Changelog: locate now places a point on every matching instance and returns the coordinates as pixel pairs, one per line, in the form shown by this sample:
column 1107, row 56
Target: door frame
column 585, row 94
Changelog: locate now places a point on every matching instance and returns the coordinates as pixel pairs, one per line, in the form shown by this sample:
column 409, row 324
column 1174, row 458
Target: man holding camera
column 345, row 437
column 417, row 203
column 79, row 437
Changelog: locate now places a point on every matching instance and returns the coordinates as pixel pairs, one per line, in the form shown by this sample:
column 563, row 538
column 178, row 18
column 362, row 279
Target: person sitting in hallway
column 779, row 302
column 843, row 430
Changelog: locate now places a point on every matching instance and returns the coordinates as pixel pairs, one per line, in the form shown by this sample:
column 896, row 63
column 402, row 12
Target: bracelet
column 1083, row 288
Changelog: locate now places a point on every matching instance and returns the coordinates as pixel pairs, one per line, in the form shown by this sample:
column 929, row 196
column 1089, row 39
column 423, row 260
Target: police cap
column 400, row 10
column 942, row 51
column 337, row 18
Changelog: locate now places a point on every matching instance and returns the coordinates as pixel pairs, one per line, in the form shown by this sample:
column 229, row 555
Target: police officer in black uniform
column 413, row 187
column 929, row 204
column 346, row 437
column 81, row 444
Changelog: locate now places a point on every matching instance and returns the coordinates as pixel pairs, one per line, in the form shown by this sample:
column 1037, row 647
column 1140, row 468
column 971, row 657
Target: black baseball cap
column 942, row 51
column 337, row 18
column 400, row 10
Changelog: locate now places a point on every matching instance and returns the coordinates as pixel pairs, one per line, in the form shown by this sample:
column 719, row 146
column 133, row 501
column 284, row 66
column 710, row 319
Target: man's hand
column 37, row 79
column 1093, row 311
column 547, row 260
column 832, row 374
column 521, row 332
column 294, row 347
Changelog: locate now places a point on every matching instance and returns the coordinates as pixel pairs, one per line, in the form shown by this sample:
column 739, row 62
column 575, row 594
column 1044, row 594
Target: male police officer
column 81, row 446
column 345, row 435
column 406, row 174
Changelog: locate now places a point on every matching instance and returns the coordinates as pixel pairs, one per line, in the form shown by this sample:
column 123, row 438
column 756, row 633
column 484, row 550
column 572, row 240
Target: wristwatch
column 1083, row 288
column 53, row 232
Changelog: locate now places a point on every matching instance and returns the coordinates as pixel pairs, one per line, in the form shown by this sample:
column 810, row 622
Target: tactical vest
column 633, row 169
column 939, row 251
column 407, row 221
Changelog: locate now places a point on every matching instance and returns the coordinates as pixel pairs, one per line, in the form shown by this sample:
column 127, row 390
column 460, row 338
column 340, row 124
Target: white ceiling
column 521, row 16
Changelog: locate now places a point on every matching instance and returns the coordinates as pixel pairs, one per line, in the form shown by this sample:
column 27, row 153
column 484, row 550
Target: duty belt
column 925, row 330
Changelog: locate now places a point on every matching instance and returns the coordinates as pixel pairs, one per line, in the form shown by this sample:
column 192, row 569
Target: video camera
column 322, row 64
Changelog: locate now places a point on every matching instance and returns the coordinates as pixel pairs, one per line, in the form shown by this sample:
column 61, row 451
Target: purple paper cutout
——————————
• **Action item**
All of the data above should be duplicated exactly.

• **Result of this task**
Changelog: locate now places a point on every matching instance and returns the coordinates as pixel pairs, one per line, in the form shown by this sample:
column 1107, row 56
Target: door frame
column 585, row 94
Changelog: locate now places a point on every matching instance and returns the coordinates as pixel pairs, one per line, in the form shown by this sample:
column 409, row 324
column 1174, row 458
Target: man holding camera
column 345, row 437
column 417, row 203
column 79, row 437
Changelog: locate now places a point on every matching instance and returns the coordinates as pixel pairs, one per line, in the form shown by this sample:
column 563, row 538
column 178, row 18
column 362, row 279
Target: person sitting in hallway
column 779, row 302
column 843, row 430
Changelog: locate now places a point on every matching instance and returns the coordinates as pixel pairs, one per line, in the form shown by this sample:
column 896, row 63
column 402, row 12
Target: bracelet
column 1083, row 288
Changelog: locate now places a point on every matching instance and returns the coordinates as pixel pairs, one per line, in the form shown by this sample:
column 929, row 196
column 1089, row 39
column 423, row 260
Target: police cap
column 400, row 10
column 942, row 51
column 337, row 18
Changelog: locate now places a point on every matching instance and returns the coordinates as pixel pairs, one per line, in the form shown by this sample:
column 229, row 555
Target: police officer in black uniform
column 413, row 187
column 929, row 204
column 346, row 437
column 81, row 444
Changelog: locate now places a point on every matching instance and returns the coordinates as pixel pairs, one per line, in the form shown by this sample:
column 1037, row 647
column 1140, row 468
column 971, row 657
Target: black baseball cap
column 942, row 51
column 337, row 18
column 400, row 10
Changelog: locate now places a point on every matching instance and returns the coordinates as pixel pairs, one per line, in the form shown by this sample:
column 719, row 146
column 133, row 501
column 284, row 66
column 710, row 319
Target: man's hand
column 37, row 79
column 1093, row 311
column 547, row 260
column 832, row 374
column 521, row 332
column 294, row 347
Changelog: locate now places a point on every matching instance and returns the coordinates as pixel pairs, one per line, in the form shown by this sample:
column 739, row 62
column 575, row 594
column 1044, row 594
Target: male police officer
column 81, row 446
column 345, row 435
column 406, row 174
Changelog: locate now places a point on every matching instance and returns the coordinates as pixel pairs, one per line, in the form shown by this sample:
column 123, row 438
column 756, row 633
column 484, row 550
column 572, row 240
Target: wristwatch
column 1083, row 288
column 53, row 232
Changelog: locate now places a point on every matching instance and returns the coordinates as pixel pairs, one per line, in the form shown by this sample:
column 810, row 622
Target: tactical vest
column 633, row 169
column 939, row 251
column 407, row 221
Changelog: locate now places a point on every matching instance and returns the coordinates as pixel pairs, one per line, in the form shown by this sample:
column 127, row 390
column 460, row 338
column 340, row 124
Target: white ceiling
column 521, row 16
Changelog: locate now places a point on every matching instance and returns the coordinates as pixel pairs, one per line, in the form shown by this sample:
column 27, row 153
column 484, row 550
Target: duty belt
column 925, row 330
Changelog: locate now places a point on every matching instance and returns the coordinates as pixel pairs, one per line, in the form shown by this sample:
column 192, row 569
Target: video camera
column 322, row 64
Changelog: locate now places a point on every matching instance and returns the coordinates as pixel pairs, one per line, in the form shown by this sample:
column 61, row 451
Target: purple paper cutout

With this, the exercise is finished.